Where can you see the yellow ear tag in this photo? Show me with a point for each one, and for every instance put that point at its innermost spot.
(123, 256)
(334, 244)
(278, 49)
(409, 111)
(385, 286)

---*---

• **REQUIRED WORK**: Arrange every line of the entries above as a Markdown table with the columns Row and Entry, numbering each line in order and leaving out any blank lines.

• **RESPONSE TO THIS EXERCISE**:
| Row | Entry |
|---|---|
| 1 | Where can you see the yellow ear tag in this photo? Show me with a point for each one, and for every instance put that point at its innermost spot. |
| 2 | (123, 256) |
| 3 | (334, 244) |
| 4 | (278, 49) |
| 5 | (409, 111) |
| 6 | (385, 286) |